Update the records below by changing each "Identify" to "Locate" and leaving everything else as it is. Omit the pictures from your answer.

--- BEGIN Raw data ---

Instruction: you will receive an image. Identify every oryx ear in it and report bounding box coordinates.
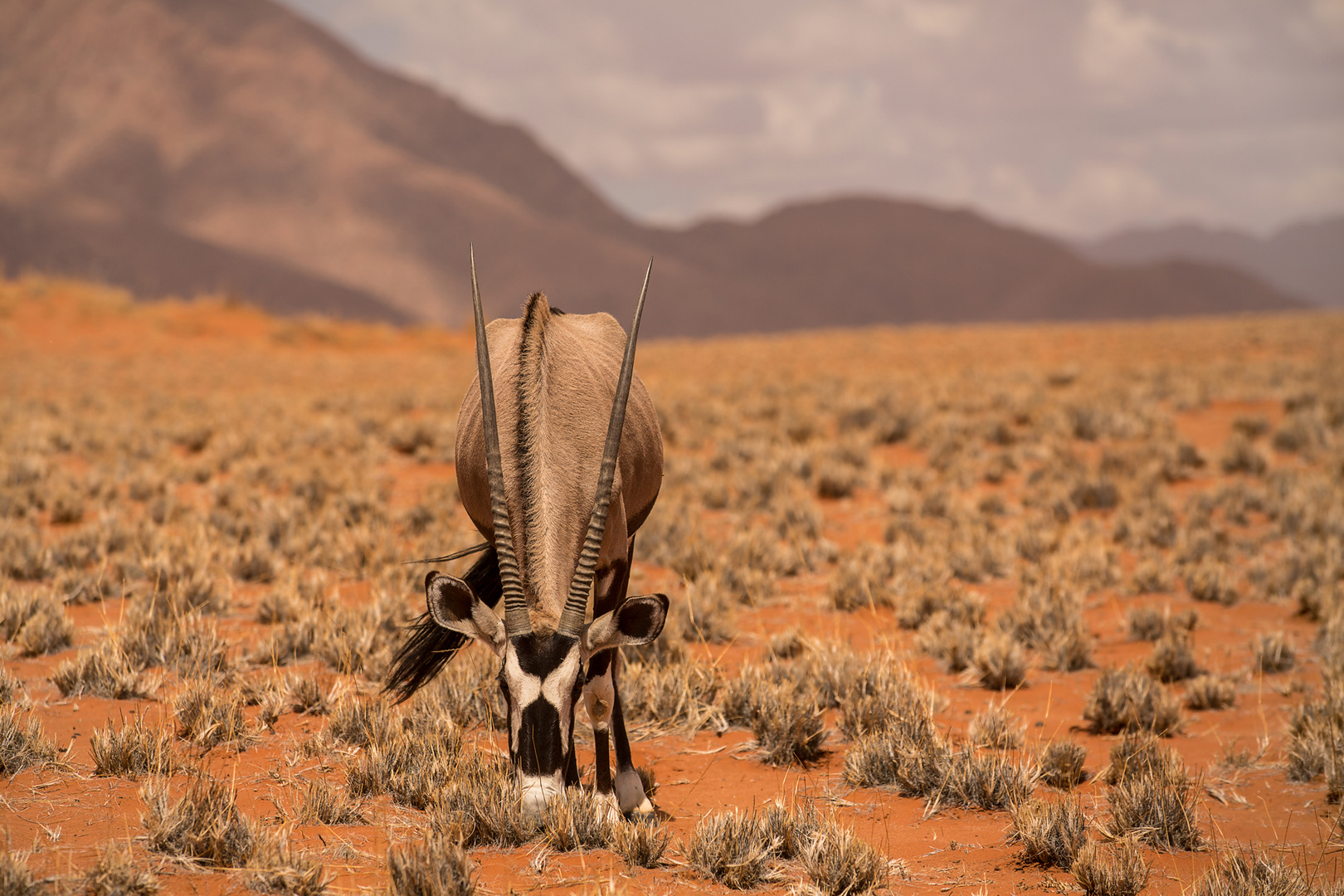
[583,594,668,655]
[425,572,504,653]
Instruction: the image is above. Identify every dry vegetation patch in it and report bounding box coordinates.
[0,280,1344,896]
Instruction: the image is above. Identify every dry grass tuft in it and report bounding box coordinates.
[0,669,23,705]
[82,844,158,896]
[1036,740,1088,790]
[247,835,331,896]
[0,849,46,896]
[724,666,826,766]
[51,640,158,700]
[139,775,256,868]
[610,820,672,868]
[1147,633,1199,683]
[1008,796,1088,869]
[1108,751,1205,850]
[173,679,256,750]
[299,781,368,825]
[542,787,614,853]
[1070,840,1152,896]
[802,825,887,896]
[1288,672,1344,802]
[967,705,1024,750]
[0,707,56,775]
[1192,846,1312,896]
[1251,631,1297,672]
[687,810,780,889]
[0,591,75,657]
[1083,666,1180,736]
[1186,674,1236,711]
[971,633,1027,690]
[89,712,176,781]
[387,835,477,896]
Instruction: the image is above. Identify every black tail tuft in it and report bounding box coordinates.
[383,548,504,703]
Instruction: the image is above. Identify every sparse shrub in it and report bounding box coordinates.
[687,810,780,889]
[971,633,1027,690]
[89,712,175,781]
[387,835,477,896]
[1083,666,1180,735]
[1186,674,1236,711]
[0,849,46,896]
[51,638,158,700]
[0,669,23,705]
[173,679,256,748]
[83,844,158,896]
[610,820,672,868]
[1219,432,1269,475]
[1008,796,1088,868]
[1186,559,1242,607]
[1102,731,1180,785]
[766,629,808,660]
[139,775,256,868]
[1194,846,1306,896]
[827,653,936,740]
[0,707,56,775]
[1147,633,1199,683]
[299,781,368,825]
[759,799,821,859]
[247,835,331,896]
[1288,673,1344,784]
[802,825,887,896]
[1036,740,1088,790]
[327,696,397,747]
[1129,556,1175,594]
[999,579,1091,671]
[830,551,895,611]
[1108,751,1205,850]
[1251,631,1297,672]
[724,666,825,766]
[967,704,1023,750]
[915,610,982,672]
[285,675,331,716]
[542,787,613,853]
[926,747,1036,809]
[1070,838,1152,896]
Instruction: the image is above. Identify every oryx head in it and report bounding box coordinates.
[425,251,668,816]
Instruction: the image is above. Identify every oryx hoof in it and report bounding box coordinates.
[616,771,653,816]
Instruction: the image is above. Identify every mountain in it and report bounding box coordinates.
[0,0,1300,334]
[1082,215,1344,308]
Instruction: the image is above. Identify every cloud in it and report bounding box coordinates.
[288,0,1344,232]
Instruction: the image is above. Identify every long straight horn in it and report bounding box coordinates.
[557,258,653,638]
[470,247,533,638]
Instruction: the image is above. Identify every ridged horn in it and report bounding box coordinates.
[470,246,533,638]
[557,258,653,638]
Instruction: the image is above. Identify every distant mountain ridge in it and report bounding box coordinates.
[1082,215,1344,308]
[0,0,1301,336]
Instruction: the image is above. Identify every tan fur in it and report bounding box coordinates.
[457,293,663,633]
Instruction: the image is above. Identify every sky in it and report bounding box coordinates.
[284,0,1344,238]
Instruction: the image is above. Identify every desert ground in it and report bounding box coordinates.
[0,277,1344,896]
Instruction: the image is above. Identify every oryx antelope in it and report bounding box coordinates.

--- END Raw data ---

◆ **Result**:
Instruction: you will receive an image. Locate every oryx ear in it and report bounding box coordinates.
[583,594,668,655]
[425,572,504,653]
Instruction: the image is above. Locate every dry vegetation patch in it and report bounding box coordinates.
[0,280,1344,896]
Instruction: the image is above. Locate every dry grass tuft in it and report bounding box coordinates.
[0,669,23,705]
[82,844,158,896]
[1036,740,1088,790]
[247,835,331,896]
[0,849,46,896]
[724,666,826,766]
[51,640,158,700]
[139,775,256,868]
[610,820,672,868]
[1147,633,1199,683]
[1008,796,1088,869]
[1108,751,1205,850]
[173,679,256,750]
[299,781,368,825]
[542,787,614,853]
[1070,840,1152,896]
[802,825,887,896]
[1288,672,1344,802]
[967,705,1024,750]
[0,707,56,775]
[1192,846,1312,896]
[1251,631,1297,672]
[687,810,780,889]
[0,591,75,657]
[1083,666,1180,736]
[1186,674,1236,711]
[971,633,1027,690]
[89,712,176,781]
[387,835,477,896]
Instruction: the image is above. Locate every black tail tuft in it and report bounding box coordinates.
[383,548,504,703]
Instruction: the image is above. Locate every sparse shrub in it and report bounding box coordinates.
[687,810,780,889]
[971,633,1027,690]
[89,712,175,781]
[387,835,477,896]
[1083,666,1180,735]
[1186,674,1236,711]
[0,849,46,896]
[51,638,158,700]
[0,669,23,705]
[173,679,256,748]
[83,844,158,896]
[610,820,672,868]
[1219,432,1269,475]
[1008,796,1088,868]
[1186,559,1242,607]
[1102,731,1180,785]
[766,629,808,660]
[139,775,256,868]
[1194,846,1306,896]
[827,653,936,740]
[0,707,56,775]
[1147,633,1199,683]
[299,781,368,825]
[759,799,821,859]
[247,835,331,896]
[1288,673,1344,784]
[802,825,887,896]
[1036,740,1088,790]
[327,696,397,747]
[1129,556,1175,594]
[999,579,1091,671]
[830,551,895,611]
[1108,751,1205,850]
[1251,631,1297,672]
[724,666,825,766]
[967,704,1023,750]
[915,610,982,672]
[285,675,331,716]
[542,787,613,853]
[926,747,1036,809]
[1070,838,1152,896]
Instruction: the image is above. Locate every oryx head in it and report bounding box coordinates.
[425,251,668,816]
Instruction: the image is above. Locate every oryx hoof in it and report bounding box coordinates.
[616,771,653,816]
Instruction: the image is above. Locate every mountain in it and report bounding box coordinates.
[0,0,1300,334]
[1082,215,1344,308]
Instruction: the image is above. Locate every cloud in it and report bounding box coordinates.
[288,0,1344,232]
Instruction: the image is above. Locate every long straight horn in it and report bounding box coordinates.
[557,258,653,638]
[470,247,533,638]
Instruction: the image is above. Locate every ridged horn in it and report bounding box coordinates.
[470,246,533,638]
[557,258,653,638]
Instruction: the image is above. Locate every distant mountain ridge in it and report bounding box coordinates.
[1082,215,1344,308]
[0,0,1301,336]
Instruction: the image is above. Locate every tan fur in it and report bounding box coordinates.
[457,293,663,633]
Instruction: the image is above. Locate every sky in it and report bounding box coordinates.
[284,0,1344,238]
Instruction: the image is above. Locate every desert ground in it and report bounding box coordinates.
[0,277,1344,896]
Instruction: the image is above. Locate every oryx antelope in it and report bounding box coordinates.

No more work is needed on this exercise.